Your instructions -
Transcribe the listing word for word.

Source records -
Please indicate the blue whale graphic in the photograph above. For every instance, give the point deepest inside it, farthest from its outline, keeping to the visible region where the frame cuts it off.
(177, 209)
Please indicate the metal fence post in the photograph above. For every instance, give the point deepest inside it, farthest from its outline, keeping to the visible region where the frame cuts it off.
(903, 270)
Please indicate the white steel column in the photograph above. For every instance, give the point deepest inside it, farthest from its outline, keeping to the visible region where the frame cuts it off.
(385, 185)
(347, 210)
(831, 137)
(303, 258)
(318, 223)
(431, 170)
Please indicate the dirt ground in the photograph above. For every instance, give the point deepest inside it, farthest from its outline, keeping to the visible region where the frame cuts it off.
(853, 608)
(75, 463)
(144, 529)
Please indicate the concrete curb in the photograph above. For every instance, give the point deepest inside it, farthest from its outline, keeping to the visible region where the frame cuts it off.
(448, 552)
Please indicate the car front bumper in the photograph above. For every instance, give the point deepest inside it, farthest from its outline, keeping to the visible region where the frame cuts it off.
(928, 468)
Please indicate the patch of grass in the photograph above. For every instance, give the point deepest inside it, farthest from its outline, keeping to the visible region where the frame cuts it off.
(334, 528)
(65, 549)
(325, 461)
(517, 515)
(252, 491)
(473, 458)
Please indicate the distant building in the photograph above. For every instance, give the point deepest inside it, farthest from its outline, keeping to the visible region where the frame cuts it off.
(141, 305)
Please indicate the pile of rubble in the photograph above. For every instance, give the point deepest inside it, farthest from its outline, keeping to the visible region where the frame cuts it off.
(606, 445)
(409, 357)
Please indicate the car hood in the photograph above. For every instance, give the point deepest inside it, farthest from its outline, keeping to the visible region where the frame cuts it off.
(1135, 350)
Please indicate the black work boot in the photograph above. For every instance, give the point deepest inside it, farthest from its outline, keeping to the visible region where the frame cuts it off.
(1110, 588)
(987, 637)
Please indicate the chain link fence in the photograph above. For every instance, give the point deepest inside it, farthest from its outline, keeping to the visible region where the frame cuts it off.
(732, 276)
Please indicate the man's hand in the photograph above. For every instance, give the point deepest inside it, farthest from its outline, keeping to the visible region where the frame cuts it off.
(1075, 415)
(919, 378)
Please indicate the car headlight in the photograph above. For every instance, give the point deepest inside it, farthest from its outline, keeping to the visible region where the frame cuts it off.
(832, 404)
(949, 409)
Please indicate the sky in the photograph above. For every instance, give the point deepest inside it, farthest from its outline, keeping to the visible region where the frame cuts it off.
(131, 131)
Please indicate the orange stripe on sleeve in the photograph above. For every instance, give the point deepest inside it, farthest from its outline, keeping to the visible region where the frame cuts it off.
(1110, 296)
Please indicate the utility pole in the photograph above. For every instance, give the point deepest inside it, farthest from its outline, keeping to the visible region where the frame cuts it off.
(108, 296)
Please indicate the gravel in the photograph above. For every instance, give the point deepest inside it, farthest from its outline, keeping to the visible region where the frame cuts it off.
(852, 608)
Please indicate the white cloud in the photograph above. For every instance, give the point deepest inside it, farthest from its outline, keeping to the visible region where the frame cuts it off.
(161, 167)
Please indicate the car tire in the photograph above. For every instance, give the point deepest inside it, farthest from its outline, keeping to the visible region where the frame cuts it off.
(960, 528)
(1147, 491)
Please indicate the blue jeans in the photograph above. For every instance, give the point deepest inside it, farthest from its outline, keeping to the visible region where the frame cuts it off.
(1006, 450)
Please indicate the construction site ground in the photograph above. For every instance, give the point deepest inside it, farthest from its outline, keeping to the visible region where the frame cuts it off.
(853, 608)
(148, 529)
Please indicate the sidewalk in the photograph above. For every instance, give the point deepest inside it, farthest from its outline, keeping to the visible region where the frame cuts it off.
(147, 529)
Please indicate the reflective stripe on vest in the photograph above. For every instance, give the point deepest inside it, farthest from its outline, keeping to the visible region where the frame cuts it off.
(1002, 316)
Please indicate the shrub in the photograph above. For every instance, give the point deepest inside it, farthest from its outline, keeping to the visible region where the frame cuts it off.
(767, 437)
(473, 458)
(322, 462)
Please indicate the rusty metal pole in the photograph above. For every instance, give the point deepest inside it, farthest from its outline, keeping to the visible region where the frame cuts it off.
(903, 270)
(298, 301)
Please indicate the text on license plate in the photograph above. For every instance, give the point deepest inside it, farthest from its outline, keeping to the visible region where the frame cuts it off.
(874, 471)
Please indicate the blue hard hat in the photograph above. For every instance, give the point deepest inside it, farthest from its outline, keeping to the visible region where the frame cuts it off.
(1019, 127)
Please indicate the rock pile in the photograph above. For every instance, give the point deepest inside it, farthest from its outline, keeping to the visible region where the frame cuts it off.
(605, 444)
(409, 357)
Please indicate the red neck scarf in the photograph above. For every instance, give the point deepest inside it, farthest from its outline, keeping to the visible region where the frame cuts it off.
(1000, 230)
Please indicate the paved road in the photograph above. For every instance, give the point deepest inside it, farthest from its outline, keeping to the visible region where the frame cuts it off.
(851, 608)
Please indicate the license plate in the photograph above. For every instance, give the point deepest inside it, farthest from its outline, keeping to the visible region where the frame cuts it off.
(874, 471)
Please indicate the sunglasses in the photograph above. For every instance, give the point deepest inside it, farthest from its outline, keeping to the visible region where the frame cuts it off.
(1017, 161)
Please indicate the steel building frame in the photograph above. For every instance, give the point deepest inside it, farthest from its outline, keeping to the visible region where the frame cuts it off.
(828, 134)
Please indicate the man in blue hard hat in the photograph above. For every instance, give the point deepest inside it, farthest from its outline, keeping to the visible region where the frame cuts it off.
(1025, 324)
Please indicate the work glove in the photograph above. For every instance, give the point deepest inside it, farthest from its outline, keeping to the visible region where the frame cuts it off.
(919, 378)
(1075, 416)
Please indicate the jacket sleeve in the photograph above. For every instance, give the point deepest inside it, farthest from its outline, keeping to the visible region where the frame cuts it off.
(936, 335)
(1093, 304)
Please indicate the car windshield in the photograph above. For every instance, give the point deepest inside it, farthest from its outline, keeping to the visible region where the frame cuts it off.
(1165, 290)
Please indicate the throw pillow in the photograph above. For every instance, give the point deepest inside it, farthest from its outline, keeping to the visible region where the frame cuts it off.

Exercise result -
Please indicate the blue whale graphic in the photograph above. For every instance, give the point deepest inside it, farthest from its outline, keeping to the visible region where the frame cuts it off.
(177, 209)
Please indicate the metal fence post in the photograph above. For every instance, give the point deepest inside it, farthest from its outline, keeping to the visible region where the frame cuts it off.
(903, 270)
Please indicate the white steel column in the photograph above. For every instance, give the point deepest inside it, farthest from its outline, keeping to the visible region where the frame cuts it off.
(385, 185)
(347, 210)
(831, 137)
(303, 258)
(318, 223)
(431, 170)
Please indicate the dirt ground in the photograph above. For every instance, give the point deepest inside it, farthest from its outline, keeping to the visible region where the frame cuts it off.
(853, 608)
(75, 463)
(144, 529)
Please indicate the concrete curb in the photograph above. For every instance, give the point deepest inside it, farthest from its outline, keeping to the visible region where the frame cuts it off.
(448, 552)
Please indicate the car front bumper in the photograph above. For every instance, give the point deepest inside it, farthest from its outline, keeping to the visible region where the frame cuts it off.
(928, 468)
Please indicate the patch of grass in the photograph above. For every instance, give the point deepest inside it, farthest from its outline, keeping to the visible region where the frame cuts it off.
(334, 528)
(65, 549)
(325, 461)
(517, 515)
(252, 491)
(473, 458)
Please indicate the distant building in the photograph above. For every instance, give the point deepest inside it, farthest from its outline, keeping to the visible region where the frame cuts it off.
(141, 305)
Please indicate the pile of rubble in the photograph above. For every instance, give the point deepest inside it, farthest from its outline, keeping to the visible region where the frame cuts it off.
(606, 445)
(409, 357)
Please indicate the car hood in the photograph above. For every instance, give the point deepest inside it, farthest from its outline, keeping to the visible region where the frame cuts it off.
(1135, 350)
Please indicate the black work boot in the photograph above. For every instance, give the point deepest inside it, farthest from its outline, keeping to the visible region where the frame cuts it off.
(1110, 588)
(987, 637)
Please indicate the chain link fence in the photograph above. For every instance, give the point deepest inside it, farthest from its outline, keeping to the visible region where the frame cuts it off.
(732, 276)
Please indicate the man's hand in the photograph above. For every instance, give the point deepest inside it, farthest from its outline, keeping to the visible region where the frame cuts it off.
(1075, 415)
(919, 378)
Please indicate the car headlight in the photograph above. For every instance, give the point deepest inside it, farthest from its outline, keeping to the visible region where the frame cuts it off.
(832, 404)
(949, 409)
Please indicate the sky in the photograph above. For every instance, give the point deepest inside it, farthest from its outline, keeping to the visible region where the frame cuts it off.
(131, 131)
Please indicate the orange stripe on sleeve in the photograph above. For every instance, give the point deepest inside it, farthest from its outline, keeping to the visible region where the frame cuts it off.
(1110, 296)
Please indicate the utility pole in the photograph above. For every instance, give the point deepest inside it, farthest from its outline, keeping to the visible region where the frame cuts it off.
(108, 296)
Please indicate the gravel in the photograph above. For every instance, give the point deepest inside it, farthest from its outline, keeping to the visible region where the frame cuts it off.
(852, 608)
Please indicate the white cloud in the photograph above. For every instance, give the point deepest inside it, farthest from its outline, keeping to the visible region where the frame cuts it off.
(161, 167)
Please indicate the car tire in the photograph above. For every instance, give the point deepest inside it, farthest from its outline, keeping to the visible region where the frame cuts it off.
(960, 528)
(1147, 491)
Please indicate the blue jeans in the photograph above. For every instance, give the point deepest inside it, farthest from its outline, keeping to the visible region where the frame cuts it off.
(1006, 450)
Please indicate the construction site ground in the photograph above. For every instance, give the point deepest inside it, farthest from its outline, keeping to the visible region where the frame cuts it off.
(853, 608)
(148, 529)
Please indicate the sidewalk in the photograph above. For every instance, give the point deepest inside it, farthest from its outline, keeping to the visible region where the frame cuts it off.
(147, 529)
Please indicate the reflective stripe on vest in the photograph above. For every instance, give the point deepest inside it, farthest from its outline, keeping to the visible region where the frame cuts it off.
(1002, 316)
Please indicate the shrub in the photograph above. For every instance, give the point deepest inside it, farthest from its outline, keeping to the visible region where the frame cuts it off.
(767, 437)
(473, 458)
(322, 462)
Please indicate the rusty metal pole in the photograph above. For every instance, give the point deepest inside it, farthest from its outline, keeping to the visible region where the frame cuts it off.
(903, 270)
(298, 301)
Please indicate the text on license plate in the photograph above. For every instance, give the point deepest inside it, farthest from its outline, keeping to the visible region where the frame cuts it off.
(874, 471)
Please indicate the blue hard hat in the photograph above. For every instance, give the point deepest inside it, farthest from its outline, keeping to the visible region where the frame cuts it off.
(1019, 127)
Please indicate the rock pile in the photograph above. For every instance, give the point deepest inside it, farthest from its outline, keeping to the visible region where the frame cuts it off.
(605, 444)
(409, 357)
Please indicate the red neck scarf in the photograph above. For every instance, give the point deepest inside it, farthest from its outline, keeping to the visible region where the frame cuts it off.
(1000, 230)
Please indicate the paved road in the photograph above. For every instance, give the point deepest inside it, farthest from its outline, keeping to the visible region where the frame cuts it off.
(851, 608)
Please indicate the license plate in the photograph above. For every instance, give the point deepest inside it, farthest from its outline, keeping to the visible region where the frame cuts it off.
(874, 471)
Please indicate the sunglasses in the photograph above. For every instance, give the point deepest inside it, farthest from its outline, keeping to the visible region where the frame cuts it off.
(1017, 161)
Please indicate the steel building frame in the photograph above. For every instance, give the point deepest inside it, farthest from its outline, keeping to the visible region where the frame cuts it off.
(828, 134)
Please indicate the man in blue hard hat in the photograph above. For every instance, give the point deepest inside it, farthest from its outline, keeping to the visible region where the frame cuts it off.
(1025, 324)
Please indicate the work glove in the photograph above. For every instance, give the point deepest inside it, farthest from its outline, keeping to the visible region where the frame cuts it off.
(919, 378)
(1075, 416)
Please indicate the jacket sleeve in the photograph above. For every instance, give the point deepest inside it, farthest from its outline, keeping to the visible region where the frame cuts it off.
(936, 335)
(1093, 304)
Please indicate the car windshield in the photograph above. For every instance, give the point deepest inside it, farthest from its outline, keeping to the visible region where the frame cuts it off.
(1165, 290)
Please indicate the throw pillow in the photograph above. For every instance, give the point deepest inside it, farthest from its outline, keeping to the visible region where the frame cuts it off.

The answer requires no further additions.